-- Data for review follows --
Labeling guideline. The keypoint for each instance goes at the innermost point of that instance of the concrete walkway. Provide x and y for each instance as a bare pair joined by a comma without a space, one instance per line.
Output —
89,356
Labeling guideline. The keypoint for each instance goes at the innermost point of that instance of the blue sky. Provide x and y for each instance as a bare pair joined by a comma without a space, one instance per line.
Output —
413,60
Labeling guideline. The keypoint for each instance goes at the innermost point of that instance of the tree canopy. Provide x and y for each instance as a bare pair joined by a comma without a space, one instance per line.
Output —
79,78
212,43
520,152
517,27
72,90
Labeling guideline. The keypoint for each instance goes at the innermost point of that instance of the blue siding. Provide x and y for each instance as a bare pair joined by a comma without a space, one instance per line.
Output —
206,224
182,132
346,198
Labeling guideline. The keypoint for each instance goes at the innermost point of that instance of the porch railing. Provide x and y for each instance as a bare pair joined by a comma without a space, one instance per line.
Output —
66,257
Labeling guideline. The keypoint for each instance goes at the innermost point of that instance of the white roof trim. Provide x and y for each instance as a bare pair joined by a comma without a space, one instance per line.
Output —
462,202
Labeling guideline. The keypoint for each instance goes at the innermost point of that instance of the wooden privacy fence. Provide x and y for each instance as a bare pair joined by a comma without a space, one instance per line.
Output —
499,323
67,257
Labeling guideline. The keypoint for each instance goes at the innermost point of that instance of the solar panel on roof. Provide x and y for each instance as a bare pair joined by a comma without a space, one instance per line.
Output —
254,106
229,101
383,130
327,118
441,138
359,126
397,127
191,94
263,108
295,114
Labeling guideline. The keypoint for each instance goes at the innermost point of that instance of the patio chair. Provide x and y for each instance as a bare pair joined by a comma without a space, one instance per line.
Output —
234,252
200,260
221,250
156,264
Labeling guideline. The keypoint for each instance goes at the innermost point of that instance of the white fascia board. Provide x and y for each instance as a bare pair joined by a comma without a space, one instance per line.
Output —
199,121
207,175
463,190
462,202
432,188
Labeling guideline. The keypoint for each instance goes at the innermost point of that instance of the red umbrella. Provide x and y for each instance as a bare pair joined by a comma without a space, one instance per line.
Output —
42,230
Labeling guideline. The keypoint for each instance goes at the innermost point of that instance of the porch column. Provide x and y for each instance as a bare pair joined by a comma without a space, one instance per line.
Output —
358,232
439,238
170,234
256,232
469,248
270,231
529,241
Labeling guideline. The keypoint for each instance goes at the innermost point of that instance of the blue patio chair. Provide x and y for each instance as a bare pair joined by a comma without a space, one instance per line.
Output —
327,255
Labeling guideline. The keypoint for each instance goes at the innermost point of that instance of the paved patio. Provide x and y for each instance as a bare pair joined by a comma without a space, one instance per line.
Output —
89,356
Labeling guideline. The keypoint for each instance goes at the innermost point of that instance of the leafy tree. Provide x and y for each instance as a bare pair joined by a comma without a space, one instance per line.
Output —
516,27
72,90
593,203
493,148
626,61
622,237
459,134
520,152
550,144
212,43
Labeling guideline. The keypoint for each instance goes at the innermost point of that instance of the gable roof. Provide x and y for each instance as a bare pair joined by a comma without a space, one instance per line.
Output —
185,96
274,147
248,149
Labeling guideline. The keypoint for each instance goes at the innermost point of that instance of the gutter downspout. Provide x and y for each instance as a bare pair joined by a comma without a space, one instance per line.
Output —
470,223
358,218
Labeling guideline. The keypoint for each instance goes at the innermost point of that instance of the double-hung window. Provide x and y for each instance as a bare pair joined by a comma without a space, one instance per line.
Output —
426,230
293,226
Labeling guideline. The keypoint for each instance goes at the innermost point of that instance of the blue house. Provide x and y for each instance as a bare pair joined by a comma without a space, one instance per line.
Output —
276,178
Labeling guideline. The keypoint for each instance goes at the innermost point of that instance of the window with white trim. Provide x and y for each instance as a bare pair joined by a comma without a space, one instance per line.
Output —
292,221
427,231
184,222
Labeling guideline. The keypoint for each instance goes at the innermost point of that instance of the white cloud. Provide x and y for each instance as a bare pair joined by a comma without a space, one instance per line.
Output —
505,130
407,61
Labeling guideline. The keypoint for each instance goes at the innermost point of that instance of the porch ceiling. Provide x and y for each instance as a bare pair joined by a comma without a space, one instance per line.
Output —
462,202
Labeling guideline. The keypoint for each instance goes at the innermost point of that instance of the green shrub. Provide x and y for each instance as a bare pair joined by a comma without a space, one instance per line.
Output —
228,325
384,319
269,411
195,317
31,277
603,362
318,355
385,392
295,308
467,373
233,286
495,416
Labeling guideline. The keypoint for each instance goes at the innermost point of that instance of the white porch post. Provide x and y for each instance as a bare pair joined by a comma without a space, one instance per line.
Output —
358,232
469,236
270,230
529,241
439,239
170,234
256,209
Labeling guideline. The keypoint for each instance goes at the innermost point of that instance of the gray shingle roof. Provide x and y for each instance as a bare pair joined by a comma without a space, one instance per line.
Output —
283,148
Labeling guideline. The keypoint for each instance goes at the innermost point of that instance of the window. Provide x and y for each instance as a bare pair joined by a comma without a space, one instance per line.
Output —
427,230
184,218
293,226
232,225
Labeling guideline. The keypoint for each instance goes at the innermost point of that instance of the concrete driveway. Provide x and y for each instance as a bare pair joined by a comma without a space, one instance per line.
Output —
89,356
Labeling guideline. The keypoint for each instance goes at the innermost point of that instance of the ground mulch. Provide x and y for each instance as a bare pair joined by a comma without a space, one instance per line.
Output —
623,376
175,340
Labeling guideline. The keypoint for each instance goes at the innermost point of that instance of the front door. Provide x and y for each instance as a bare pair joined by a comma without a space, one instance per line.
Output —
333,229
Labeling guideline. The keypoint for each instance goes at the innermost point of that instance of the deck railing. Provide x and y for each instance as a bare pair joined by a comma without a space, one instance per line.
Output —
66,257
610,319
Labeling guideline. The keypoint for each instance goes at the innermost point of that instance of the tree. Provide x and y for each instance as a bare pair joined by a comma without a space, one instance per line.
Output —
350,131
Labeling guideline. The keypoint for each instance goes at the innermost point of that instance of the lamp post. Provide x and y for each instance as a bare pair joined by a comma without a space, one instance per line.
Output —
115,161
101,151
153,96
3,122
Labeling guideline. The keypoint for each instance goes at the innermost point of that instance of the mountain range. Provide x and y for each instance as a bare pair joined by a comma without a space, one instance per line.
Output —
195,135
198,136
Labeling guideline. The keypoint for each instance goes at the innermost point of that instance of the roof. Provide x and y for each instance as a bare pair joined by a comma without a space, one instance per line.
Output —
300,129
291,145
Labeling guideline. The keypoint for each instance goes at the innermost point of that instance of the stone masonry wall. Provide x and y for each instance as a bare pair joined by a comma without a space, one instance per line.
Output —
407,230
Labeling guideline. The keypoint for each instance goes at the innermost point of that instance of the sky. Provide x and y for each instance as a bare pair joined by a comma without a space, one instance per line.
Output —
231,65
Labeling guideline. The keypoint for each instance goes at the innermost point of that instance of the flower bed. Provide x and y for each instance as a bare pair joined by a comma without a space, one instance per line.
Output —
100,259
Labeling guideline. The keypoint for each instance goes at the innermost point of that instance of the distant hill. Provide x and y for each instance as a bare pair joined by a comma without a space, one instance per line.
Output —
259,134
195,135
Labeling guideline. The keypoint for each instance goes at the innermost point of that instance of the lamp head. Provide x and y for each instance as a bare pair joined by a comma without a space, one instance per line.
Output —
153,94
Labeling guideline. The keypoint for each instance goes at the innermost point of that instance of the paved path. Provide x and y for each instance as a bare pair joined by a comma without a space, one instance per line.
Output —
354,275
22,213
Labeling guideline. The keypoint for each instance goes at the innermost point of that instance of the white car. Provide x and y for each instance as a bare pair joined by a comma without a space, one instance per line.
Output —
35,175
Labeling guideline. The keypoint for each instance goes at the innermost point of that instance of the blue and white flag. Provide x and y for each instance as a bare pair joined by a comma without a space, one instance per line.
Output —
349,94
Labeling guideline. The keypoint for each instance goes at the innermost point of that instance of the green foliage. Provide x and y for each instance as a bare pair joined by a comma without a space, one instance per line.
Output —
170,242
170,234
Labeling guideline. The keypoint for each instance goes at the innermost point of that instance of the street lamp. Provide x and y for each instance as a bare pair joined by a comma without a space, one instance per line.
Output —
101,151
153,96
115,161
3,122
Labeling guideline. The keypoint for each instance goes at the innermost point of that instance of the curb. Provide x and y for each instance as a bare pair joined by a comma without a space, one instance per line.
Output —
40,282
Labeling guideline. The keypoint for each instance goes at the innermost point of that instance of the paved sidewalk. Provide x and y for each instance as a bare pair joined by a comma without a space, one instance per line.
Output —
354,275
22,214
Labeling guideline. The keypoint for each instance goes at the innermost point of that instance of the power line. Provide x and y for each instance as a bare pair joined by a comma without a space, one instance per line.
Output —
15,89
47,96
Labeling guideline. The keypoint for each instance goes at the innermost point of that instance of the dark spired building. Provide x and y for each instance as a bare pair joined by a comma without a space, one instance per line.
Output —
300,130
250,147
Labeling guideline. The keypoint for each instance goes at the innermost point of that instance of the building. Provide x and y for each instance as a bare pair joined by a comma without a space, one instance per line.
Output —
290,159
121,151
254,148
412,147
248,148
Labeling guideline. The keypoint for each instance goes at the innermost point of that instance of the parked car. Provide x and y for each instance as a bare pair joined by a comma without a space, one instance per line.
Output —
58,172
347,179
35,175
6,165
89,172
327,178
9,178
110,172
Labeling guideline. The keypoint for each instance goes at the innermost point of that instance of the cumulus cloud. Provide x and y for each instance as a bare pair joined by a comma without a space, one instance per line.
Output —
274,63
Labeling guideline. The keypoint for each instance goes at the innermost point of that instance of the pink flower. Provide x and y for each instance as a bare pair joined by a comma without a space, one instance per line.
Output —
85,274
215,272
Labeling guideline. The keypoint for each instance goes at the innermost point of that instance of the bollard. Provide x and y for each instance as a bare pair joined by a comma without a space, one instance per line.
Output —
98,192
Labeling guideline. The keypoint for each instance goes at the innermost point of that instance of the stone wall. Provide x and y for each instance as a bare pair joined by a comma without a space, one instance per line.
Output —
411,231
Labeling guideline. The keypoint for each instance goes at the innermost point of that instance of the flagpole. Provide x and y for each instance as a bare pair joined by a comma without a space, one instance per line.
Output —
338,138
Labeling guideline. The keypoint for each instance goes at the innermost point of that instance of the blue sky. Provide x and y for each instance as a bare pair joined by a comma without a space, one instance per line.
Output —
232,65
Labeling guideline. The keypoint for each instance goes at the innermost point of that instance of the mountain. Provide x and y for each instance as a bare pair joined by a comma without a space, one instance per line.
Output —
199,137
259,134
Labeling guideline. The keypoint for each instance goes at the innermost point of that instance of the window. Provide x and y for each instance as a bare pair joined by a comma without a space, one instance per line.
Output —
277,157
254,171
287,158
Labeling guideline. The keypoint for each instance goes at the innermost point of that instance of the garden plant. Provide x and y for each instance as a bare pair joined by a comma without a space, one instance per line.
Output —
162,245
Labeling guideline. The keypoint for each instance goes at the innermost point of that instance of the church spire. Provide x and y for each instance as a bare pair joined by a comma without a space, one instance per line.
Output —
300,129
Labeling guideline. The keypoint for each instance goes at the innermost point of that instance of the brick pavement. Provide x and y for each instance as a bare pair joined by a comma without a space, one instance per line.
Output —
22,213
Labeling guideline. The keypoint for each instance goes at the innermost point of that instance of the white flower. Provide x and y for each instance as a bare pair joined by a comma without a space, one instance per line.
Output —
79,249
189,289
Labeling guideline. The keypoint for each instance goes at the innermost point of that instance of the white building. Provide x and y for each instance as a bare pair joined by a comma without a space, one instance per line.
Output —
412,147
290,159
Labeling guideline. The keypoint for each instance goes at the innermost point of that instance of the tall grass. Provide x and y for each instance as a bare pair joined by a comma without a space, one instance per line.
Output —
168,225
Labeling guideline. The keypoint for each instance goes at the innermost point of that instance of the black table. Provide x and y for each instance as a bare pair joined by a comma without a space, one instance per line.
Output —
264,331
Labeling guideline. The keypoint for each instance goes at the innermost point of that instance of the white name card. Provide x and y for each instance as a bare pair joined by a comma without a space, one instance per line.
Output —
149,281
-- Data for review concluded --
Exercise instructions: Search the entries above for the word "green" and copy each line where it appears.

Answer to this exercise:
Labeling guideline. The keypoint for each instance goes at the innermost point of that instance of the green shrub. Provide x and y for each instance as a bare pair joined by a comma without a space, one instance per line.
Labeling guideline. The keypoint for each instance goes at the innermost point of that instance of the green foliage. Provide x and y for each instance as a bare pair joined by a comma without a space, one instance per line.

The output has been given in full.